| TO DO |
From the first line to the last, reproduce the records exactly.

| RECORDS FOR THE TASK |
"""
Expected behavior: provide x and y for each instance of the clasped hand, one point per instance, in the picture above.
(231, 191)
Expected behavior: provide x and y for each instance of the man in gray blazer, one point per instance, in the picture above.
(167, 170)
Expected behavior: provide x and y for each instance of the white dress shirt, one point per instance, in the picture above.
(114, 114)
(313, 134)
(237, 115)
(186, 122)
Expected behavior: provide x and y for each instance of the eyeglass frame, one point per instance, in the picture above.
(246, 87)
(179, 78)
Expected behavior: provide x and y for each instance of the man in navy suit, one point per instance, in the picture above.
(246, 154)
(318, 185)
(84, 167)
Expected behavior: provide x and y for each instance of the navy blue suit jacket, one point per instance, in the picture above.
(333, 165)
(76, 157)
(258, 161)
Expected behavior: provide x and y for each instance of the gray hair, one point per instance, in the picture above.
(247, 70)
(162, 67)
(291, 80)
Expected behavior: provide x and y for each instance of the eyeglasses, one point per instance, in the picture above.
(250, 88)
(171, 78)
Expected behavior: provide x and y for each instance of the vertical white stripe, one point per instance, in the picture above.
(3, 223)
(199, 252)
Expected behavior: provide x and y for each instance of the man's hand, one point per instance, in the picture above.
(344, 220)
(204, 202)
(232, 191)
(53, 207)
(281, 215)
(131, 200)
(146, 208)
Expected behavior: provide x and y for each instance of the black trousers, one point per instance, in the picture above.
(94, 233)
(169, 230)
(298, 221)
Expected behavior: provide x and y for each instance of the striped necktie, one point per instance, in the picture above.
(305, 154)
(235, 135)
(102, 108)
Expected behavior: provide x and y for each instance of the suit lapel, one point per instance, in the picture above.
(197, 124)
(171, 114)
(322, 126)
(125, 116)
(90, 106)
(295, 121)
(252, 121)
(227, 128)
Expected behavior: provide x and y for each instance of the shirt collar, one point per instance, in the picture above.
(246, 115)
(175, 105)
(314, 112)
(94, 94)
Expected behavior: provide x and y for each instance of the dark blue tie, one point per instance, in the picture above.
"""
| SOLUTION BELOW |
Expected behavior: provide x and y for each instance of the clasped hand, one point per instance, in the picture above.
(231, 191)
Expected behavior: provide x and y for each instance of the man in gray blazer, one point per instance, in the picture above.
(167, 170)
Expected behavior: provide x and y for each instance of the white dress shirt, one point per instance, in the picture above.
(114, 114)
(313, 134)
(237, 115)
(186, 122)
Expected behavior: provide x and y for each instance of the eyeglass frame, one point per instance, in the picture above.
(246, 87)
(179, 78)
Expected behavior: provide x and y for each instance of the man in navy suit, one point per instance, in the picture above.
(246, 154)
(318, 185)
(84, 167)
Expected behavior: provide x and y for each instance of the navy blue suit jacket, one point per instance, in the picture above.
(333, 165)
(76, 157)
(258, 161)
Expected behavior: provide x and y for each instance of the gray hair, one point per instance, in the picture above.
(247, 70)
(162, 67)
(291, 80)
Expected behavior: provide x and y for each instance of the eyeglasses, one point per instance, in the picture above.
(250, 88)
(171, 78)
Expected behavior: provide x and y for each instance of the vertical white stripe, one point per instance, in the picture above.
(3, 223)
(199, 252)
Expected behavior: provide x and y for each instance of the man's hand, one point per instance, in the picture above.
(344, 220)
(204, 202)
(232, 191)
(53, 207)
(281, 215)
(131, 200)
(146, 208)
Expected behavior: provide x and y for each instance of the black trousers, one point per instance, in the picture above.
(94, 233)
(169, 230)
(298, 221)
Expected behavior: provide x and y for each instance of the striped necktie, one point per instance, in the picture above.
(305, 154)
(235, 135)
(102, 108)
Expected behavior: provide x and y for each instance of the suit lapel, one point per instance, in the picture above.
(197, 124)
(171, 114)
(322, 126)
(125, 116)
(90, 106)
(295, 121)
(252, 121)
(227, 128)
Expected behavior: provide x and y for each instance of the shirt collar, one point per instance, in the picture above.
(246, 115)
(175, 105)
(314, 112)
(94, 94)
Expected behavior: provide x and y for each instance of the dark blue tie, one point per instance, in the picture above.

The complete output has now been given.